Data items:

◆ ◆ ◆ ◆ ◆ ◆ ◆

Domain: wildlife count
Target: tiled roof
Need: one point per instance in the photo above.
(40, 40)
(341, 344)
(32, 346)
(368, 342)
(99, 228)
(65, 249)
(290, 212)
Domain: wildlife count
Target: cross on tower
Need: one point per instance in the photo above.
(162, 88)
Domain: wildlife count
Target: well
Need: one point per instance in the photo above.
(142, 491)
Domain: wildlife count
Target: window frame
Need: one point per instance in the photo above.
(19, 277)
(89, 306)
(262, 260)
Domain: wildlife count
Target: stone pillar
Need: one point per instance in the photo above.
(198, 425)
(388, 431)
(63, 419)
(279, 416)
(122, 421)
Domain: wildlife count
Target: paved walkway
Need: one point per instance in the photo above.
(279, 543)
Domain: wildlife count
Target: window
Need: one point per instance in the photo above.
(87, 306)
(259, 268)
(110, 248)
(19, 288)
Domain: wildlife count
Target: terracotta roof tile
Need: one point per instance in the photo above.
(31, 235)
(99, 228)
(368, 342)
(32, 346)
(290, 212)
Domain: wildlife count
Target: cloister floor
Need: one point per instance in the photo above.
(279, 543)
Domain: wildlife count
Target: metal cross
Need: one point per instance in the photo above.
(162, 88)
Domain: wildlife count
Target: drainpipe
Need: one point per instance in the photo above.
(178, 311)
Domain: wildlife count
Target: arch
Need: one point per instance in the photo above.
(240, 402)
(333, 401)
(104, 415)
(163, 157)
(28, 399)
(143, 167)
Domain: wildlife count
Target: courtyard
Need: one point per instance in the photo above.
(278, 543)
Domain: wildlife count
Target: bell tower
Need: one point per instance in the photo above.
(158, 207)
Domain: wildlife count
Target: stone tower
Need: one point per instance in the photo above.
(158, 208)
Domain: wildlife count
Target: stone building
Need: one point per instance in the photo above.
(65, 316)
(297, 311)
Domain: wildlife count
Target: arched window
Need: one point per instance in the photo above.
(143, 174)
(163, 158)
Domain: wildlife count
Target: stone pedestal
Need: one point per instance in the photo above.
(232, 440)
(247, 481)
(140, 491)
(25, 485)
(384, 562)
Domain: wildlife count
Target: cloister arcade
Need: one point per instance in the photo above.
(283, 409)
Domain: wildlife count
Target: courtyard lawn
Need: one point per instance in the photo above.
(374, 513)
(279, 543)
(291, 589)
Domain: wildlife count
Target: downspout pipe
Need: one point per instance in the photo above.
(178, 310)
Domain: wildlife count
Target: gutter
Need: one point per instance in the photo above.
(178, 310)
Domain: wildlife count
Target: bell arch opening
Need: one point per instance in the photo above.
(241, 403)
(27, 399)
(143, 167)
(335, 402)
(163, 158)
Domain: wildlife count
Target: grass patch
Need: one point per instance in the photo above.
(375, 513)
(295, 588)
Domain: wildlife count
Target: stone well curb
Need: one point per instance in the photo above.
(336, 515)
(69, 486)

◆ ◆ ◆ ◆ ◆ ◆ ◆

> **Exercise**
Reproduce the data. Keep it exact.

> **Your solution**
Domain: wildlife count
Target: tiled roof
Need: one point per instance in the photo above.
(40, 40)
(341, 344)
(32, 346)
(368, 342)
(99, 228)
(65, 249)
(290, 212)
Domain: wildlife count
Target: cross on tower
Need: one point per instance in the photo above.
(162, 88)
Domain: wildlife count
Target: well
Need: one point per instance in the photo above.
(142, 491)
Domain: wildlife count
Target: window frame
Need: one point per instance in the photo above.
(19, 277)
(89, 306)
(262, 260)
Domain: wildlife count
Target: stone pillar
Need: one point per instance in the photo above.
(198, 425)
(388, 431)
(63, 419)
(279, 416)
(122, 421)
Domain: wildlife count
Target: paved walkway
Need: one point per instance in the photo above.
(279, 543)
Domain: wildlife count
Target: window
Need: one point per instance in the photo above.
(87, 306)
(259, 268)
(110, 248)
(19, 288)
Domain: wildlife count
Target: terracotta roof tile
Need: one point per instance in the photo above.
(31, 235)
(99, 228)
(368, 342)
(32, 346)
(290, 212)
Domain: wildlife count
Target: cloister floor
Need: one point per instance in the photo above.
(279, 543)
Domain: wildlife count
Target: metal cross
Need: one point per instance in the photo above.
(162, 88)
Domain: wildlife count
Target: drainpipe
Need: one point per instance in the photo above.
(178, 311)
Domain: wildlife count
Target: arch
Need: one point per instance in the photo above.
(240, 402)
(333, 401)
(104, 415)
(163, 157)
(28, 399)
(143, 167)
Domain: wildlife count
Target: courtyard
Need: one point per instance in the photo above.
(278, 543)
Domain: wildlife count
Target: bell tower
Need: one point per instance in the photo above.
(158, 207)
Domain: wildlife count
Target: stone tower
Need: one point per instance in the photo above.
(158, 208)
Domain: wildlife count
Target: stone building
Need: one point per instance in the photo above.
(65, 316)
(297, 311)
Domain: wildlife count
Target: arched window
Need: one point per instance in the photo above.
(143, 174)
(163, 158)
Domain: wildlife count
Target: stone pedestal
Need: one point per instance in the photo above.
(232, 440)
(247, 481)
(140, 491)
(25, 485)
(384, 562)
Domain: wildlife count
Target: cloister arcade
Need: one point per instance in the photo above.
(283, 409)
Domain: wildlife count
Target: courtyard lawn
Need: one point per instance in the photo above.
(374, 513)
(279, 543)
(291, 589)
Domain: wildlife count
Target: downspout pipe
Need: one point per instance in the photo above.
(178, 310)
Domain: wildlife count
Target: gutter
Need: one point per instance in the photo above.
(178, 310)
Domain: wildlife count
Target: bell arch opening
Need: one point per instance in the photo above.
(241, 403)
(27, 399)
(143, 167)
(335, 402)
(163, 158)
Domain: wildlife count
Target: grass patch
Need: one point per instance in the photo above.
(375, 513)
(295, 588)
Domain: wildlife count
Target: stone well curb
Need: one point per instance in the photo above.
(336, 515)
(69, 486)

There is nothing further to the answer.